## Consigne 1:
Repérez dans les enregistrements chaque ligne contenant la chaîne « boot », en tenant compte de la casse, puis recopiez ces lignes.

Autrefois,
il y a de cela des dizaines d’années,[1] nos
jeux d’enfants dans le quartier étaient entrecoupés par des courses chez
l’épicier, chez le marchand de légumes et de fruits et au four public[2] pour
déposer le pain à faire cuire et aller le prendre avant l’heure du repas.
Mais
même pour faire les courses, nous nous amusions à n’en plus finir.
De
temps à autre, pendant les jeux, nous apercevions une petite fille sur un âne,
guidé par une servante, sillonnant le quartier.
C’était
la fille d’une française qui a épousé un médecin marocain.
J’ai
appris plus tard que le médecin, une relation de mon père, tenait à faire
goûter à sa fille les joies des randonnées à dos d’âne, en pleine « ville
nouvelle »[3] de Mknaas,[4]
marquant ainsi son profond attachement à ce qu’il appelait sa
« berbéritude ».[5]
Aujourd’hui,
il est mort.
J’ignore
ce qu’est devenue sa fille, ni s’il a eu des petits-enfants.
Des
arrières petits-enfants ?
Suite
à une décision de lundi 10 juin 2019,[6] ses
arrières petits-enfants, s’ils existent, et d’autres enfants, s’ils sont
scolarisés,peuvent étudier la langue amazigh[7] qui
sera enseignée dans les écoles.[8]
BOUAZZA
[1] J’avais treize ans.
[3] Les
villas à ″hmria″ (le ″r″ roulé), réservées aux colonialistes
français regroupés en ″ville
nouvelle″, commençaient à être
occupées par plus de marocains qu'avant ce qui a été appelé ″l’indépendance dans
l’interdépendance″, statut
octroyé par le système colonialo-impérialo-sioniste, et qui s’est traduit dans
les colonies par la multiplication des "États" supplétifs,
subordonnés avec plus ou moins de zèle, de soumission et de servilité dans
l’exécution des ordres des métropoles et autres employeurs.

## Consigne 2:
Selon l'extrait choisi, pourquoi une petite fille sillonnait-elle le quartier à dos d'âne ? Répondez en une à trois phrases.

## Données fournies:
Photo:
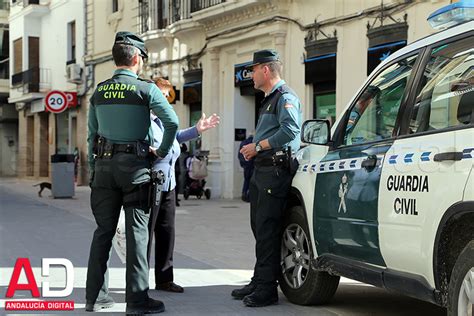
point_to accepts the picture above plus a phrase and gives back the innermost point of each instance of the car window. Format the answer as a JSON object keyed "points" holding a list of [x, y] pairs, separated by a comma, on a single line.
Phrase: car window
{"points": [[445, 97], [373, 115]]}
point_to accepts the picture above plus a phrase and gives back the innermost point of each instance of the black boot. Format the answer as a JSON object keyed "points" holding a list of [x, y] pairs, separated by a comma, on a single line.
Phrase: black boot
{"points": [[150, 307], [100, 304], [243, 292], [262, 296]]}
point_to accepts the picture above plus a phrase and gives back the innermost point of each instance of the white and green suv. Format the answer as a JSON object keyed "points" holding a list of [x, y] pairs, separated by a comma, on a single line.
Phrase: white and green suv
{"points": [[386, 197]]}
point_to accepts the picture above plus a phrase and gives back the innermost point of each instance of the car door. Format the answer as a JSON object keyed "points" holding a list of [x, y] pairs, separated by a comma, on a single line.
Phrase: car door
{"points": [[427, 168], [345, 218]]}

--

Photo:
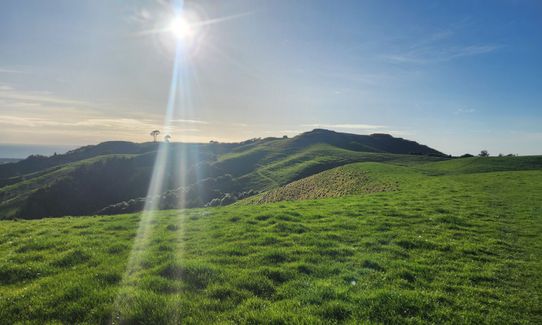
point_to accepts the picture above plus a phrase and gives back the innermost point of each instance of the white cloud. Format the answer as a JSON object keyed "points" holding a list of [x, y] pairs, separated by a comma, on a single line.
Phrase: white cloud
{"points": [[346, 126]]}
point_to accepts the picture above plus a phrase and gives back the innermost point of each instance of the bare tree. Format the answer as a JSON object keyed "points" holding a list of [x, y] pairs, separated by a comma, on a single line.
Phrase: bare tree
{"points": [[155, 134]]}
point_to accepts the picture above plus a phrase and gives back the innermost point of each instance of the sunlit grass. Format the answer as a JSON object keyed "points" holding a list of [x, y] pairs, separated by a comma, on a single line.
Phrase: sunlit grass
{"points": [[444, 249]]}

## Réponse 1:
point_to accepts the picture above plus a phrase and gives back the innermost point of each instance of the black boot. Format the answer as a JSON object keyed "points" holding a list of [x, y] pairs, separated by a comma, on a single line.
Phrase: black boot

## Réponse 2:
Son père, un médecin marocain, tenait à lui faire goûter les joies des randonnées à dos d'âne en pleine « ville nouvelle » de Mknaas. Il marquait ainsi son profond attachement à ce qu'il appelait sa « berbéritude ».